**Exercise inputs:**
============
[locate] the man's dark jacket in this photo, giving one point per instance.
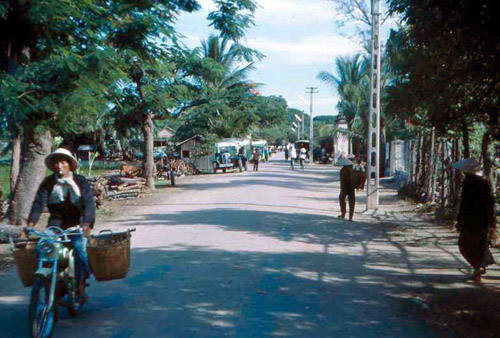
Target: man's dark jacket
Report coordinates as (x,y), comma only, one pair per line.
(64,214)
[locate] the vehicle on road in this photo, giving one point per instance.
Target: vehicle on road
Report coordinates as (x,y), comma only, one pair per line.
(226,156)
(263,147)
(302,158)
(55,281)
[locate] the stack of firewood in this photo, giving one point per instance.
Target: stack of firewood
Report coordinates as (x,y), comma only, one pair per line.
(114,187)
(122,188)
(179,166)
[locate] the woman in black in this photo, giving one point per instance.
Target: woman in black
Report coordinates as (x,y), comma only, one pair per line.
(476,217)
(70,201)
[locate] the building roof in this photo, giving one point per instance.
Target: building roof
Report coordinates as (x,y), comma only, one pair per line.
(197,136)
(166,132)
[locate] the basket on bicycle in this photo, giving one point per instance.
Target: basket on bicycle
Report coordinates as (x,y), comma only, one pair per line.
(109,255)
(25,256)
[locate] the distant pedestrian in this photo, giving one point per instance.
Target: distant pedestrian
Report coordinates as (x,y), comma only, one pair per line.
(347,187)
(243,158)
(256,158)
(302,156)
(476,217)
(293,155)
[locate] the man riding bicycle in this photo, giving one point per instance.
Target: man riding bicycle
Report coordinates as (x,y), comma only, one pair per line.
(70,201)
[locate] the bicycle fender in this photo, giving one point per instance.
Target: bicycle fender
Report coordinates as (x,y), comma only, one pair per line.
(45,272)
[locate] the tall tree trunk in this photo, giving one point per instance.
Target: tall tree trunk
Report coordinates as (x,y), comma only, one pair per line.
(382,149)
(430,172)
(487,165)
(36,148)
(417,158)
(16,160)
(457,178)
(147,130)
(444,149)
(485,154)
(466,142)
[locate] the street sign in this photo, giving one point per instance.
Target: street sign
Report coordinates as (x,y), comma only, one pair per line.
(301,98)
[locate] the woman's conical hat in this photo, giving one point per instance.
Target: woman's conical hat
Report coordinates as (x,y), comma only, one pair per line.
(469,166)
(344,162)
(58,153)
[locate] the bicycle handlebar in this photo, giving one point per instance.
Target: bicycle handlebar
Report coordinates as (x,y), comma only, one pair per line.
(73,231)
============
**Problem details:** Go through all the records above, switch each "Target" to "Object", and write the lines out again with nothing else changed. Leave the pictures out of your answer.

**Full response:**
[locate] the man's dark jacket in this photo, giving one point per instance.
Object: man's dark jacket
Report coordinates as (x,y), comma only, one pair per line.
(64,214)
[locate] the vehicle on road in this photo, giving one point per instance.
Object: vehicle on road
Report coordinates as (x,y), comma only, one pair per line.
(226,156)
(263,147)
(302,158)
(55,281)
[locate] the stack of firewood in this photo, giving one point per instance.
Object: stack of firewood
Report coordinates as (x,y), comma only, one pair per line.
(114,187)
(122,188)
(179,166)
[locate] the woman in black in this photo, giving one point per instance.
Object: woman in black
Report coordinates as (x,y), comma only, one pair per line.
(476,217)
(70,201)
[locate] the building roof in this photo, giving one point per instance.
Object: building roof
Report coordinates as (x,y), comma only, one pair per line.
(197,136)
(166,132)
[locate] the basket on bicycle in this photo, giving one point per instance.
Object: basket on bicycle
Report coordinates as (x,y), comma only, one pair per line.
(109,255)
(25,256)
[locate] the distant pedestrian in this photo, giving one point per instance.
Object: distant pedestrian
Report coordinates as (x,y), comma only, one pair per line.
(347,187)
(243,158)
(256,158)
(302,156)
(476,217)
(293,155)
[locate] the man riding bicycle in this photo, giving one point per instance.
Object: man riding bicycle
Report coordinates as (x,y), comma only, one pair per line.
(70,201)
[locate] the bicycle fender in this photo, giving one point per instance.
Object: bicycle fender
Report coordinates as (x,y), comma only, one pair per line.
(45,272)
[locate] the tall tree trunk in this photo, giving one point per instance.
Object: tall tree trunk
Report coordinates as (x,y), comma only, one pair per line.
(382,149)
(430,172)
(487,165)
(36,148)
(417,158)
(16,160)
(457,178)
(147,130)
(444,149)
(485,154)
(466,142)
[locate] the street sign in this photo, giving one point per instance.
Object: street sign
Report coordinates as (x,y), comma only, one pair per line.
(301,98)
[locate] the woman's conical hat in this photo, giving one point per instance.
Object: woman's conical hat
Report coordinates as (x,y), comma only, one pair per line.
(469,166)
(344,162)
(58,153)
[locate] the bicycle handlebar in this photo, giving one point per instance.
Object: bicycle handlebar
Report coordinates as (x,y), comma only, one pair per line.
(73,231)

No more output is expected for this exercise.